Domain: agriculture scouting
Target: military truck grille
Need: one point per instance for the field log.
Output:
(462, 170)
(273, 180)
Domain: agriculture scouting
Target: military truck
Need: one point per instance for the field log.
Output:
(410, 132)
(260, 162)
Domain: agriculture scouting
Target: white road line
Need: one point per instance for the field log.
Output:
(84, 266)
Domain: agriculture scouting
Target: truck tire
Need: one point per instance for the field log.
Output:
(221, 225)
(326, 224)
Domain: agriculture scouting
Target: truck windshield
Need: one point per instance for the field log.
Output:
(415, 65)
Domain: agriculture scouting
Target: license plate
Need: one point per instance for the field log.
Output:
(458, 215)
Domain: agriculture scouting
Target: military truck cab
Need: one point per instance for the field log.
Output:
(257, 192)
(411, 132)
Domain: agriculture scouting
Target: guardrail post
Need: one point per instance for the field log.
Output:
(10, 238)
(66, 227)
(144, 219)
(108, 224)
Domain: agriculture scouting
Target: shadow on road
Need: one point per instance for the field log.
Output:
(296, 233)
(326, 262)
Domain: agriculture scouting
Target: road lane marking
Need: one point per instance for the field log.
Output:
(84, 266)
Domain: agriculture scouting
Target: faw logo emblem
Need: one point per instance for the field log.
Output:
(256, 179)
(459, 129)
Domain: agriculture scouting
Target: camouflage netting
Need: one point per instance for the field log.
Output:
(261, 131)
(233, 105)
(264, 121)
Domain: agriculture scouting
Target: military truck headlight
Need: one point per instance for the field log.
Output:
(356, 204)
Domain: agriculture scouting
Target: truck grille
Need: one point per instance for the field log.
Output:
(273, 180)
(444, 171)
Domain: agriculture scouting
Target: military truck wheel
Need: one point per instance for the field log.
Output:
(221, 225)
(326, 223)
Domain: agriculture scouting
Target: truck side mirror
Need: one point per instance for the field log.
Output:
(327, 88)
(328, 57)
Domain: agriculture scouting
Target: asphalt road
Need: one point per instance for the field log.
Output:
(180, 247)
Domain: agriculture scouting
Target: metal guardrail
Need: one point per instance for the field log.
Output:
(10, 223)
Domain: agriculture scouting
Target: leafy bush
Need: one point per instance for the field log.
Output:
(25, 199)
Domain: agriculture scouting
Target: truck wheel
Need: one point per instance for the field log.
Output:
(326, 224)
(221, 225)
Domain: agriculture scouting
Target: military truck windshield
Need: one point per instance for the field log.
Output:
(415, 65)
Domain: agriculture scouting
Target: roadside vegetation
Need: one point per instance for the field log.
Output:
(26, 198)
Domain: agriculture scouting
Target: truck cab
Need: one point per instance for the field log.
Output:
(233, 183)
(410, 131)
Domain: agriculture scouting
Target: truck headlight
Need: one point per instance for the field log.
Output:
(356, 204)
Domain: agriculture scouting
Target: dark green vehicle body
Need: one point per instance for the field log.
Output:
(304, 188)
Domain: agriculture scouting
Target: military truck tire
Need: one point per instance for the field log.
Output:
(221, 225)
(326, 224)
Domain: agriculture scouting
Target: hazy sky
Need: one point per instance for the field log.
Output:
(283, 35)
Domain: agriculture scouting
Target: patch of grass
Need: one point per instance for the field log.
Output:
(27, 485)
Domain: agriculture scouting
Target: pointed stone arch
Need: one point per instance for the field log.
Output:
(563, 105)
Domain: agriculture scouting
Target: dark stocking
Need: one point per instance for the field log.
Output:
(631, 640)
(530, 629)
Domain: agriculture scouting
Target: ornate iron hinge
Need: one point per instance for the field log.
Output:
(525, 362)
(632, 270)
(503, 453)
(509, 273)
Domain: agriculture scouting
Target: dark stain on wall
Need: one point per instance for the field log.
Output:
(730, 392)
□ □ □ □
All the records, from start to finish, are to be repeated exactly.

RESULT ::
Domain: agriculture scouting
Target: military truck grille
Need: one point per instance for the field log.
Output:
(462, 170)
(273, 180)
Domain: agriculture scouting
Target: military truck
Need: one point per instance for the field log.
Output:
(410, 132)
(260, 162)
Domain: agriculture scouting
Target: white road line
Need: one point per instance for the field log.
Output:
(84, 266)
Domain: agriculture scouting
Target: truck tire
Need: one point per instance for the field log.
Output:
(221, 225)
(326, 224)
Domain: agriculture scouting
Target: truck windshield
Need: one point per instance for the field log.
Output:
(415, 65)
Domain: agriculture scouting
Target: license plate
Need: one point per instance for the field log.
Output:
(458, 215)
Domain: agriculture scouting
Target: military truck cab
Need: one point per instance for the field log.
Output:
(257, 192)
(411, 132)
Domain: agriculture scouting
Target: guardrail post
Need: one point per instance for the field log.
Output:
(10, 238)
(66, 227)
(144, 219)
(108, 224)
Domain: agriculture scouting
Target: shadow on road
Need: one point per instance for the field log.
Output:
(296, 233)
(326, 262)
Domain: agriculture scouting
Target: road lane marking
Need: one point per instance for the field log.
Output:
(84, 266)
Domain: agriculture scouting
Target: faw logo emblem
Need: one point per instance for the field log.
Output:
(256, 179)
(459, 129)
Domain: agriculture scouting
Target: camouflage netting
Need: one point per instance for the field log.
Output:
(261, 131)
(233, 105)
(264, 121)
Domain: agriculture scouting
Target: military truck headlight
Need: one point per instance for the field log.
Output:
(356, 204)
Domain: agriculture scouting
Target: truck grille
Need: one point per instance for the field log.
Output:
(273, 180)
(444, 171)
Domain: agriculture scouting
Target: military truck wheel
Need: one point per instance for the field log.
Output:
(221, 225)
(326, 223)
Domain: agriculture scouting
Target: truck side mirror
Need: one point per instance for the field log.
Output:
(327, 88)
(328, 57)
Domain: agriculture scouting
Target: asphalt road
Need: one point per instance for the field log.
Output:
(180, 247)
Domain: agriculture scouting
Target: metal guardrail
Need: one point per instance for the field log.
Output:
(10, 223)
Domain: agriculture scouting
Target: leafy bush
Need: one point per instance for the field log.
Output:
(25, 199)
Domain: agriculture scouting
Target: truck wheel
Need: one point per instance for the field log.
Output:
(326, 224)
(221, 225)
Domain: agriculture scouting
Target: military truck windshield
Need: one point per instance for the field log.
Output:
(415, 65)
Domain: agriculture scouting
Target: roadside vegetation
Need: one point per instance for the field log.
Output:
(26, 198)
Domain: agriculture scouting
Target: truck cab
Need: one point per instance for the field log.
Output:
(233, 183)
(410, 131)
Domain: agriculture scouting
Target: truck headlight
Need: one point per instance for the field log.
Output:
(356, 204)
Domain: agriculture scouting
Target: dark green vehicle body
Need: one point per instance for the field log.
Output:
(304, 188)
Domain: agriculture scouting
Target: military truck tire
Need: one point per instance for the field log.
Output:
(221, 225)
(326, 224)
Domain: agriculture scouting
Target: hazy sky
Need: one point per instance for the field log.
Output:
(283, 35)
Domain: agriculture scouting
Target: patch of grass
Need: one point per instance for the field log.
Output:
(27, 485)
Domain: agriculture scouting
Target: pointed stone arch
Need: one point per instance for the field log.
Output:
(563, 105)
Domain: agriculture scouting
Target: dark stocking
Need: one point per instance for the field log.
Output:
(631, 640)
(530, 629)
Domain: agriculture scouting
Target: ornate iron hinge
Need: one point per instance for the field log.
Output:
(525, 362)
(632, 270)
(503, 453)
(509, 273)
Domain: agriculture scouting
Target: dark stain on wall
Need: one point per instance for the field log.
Output:
(730, 392)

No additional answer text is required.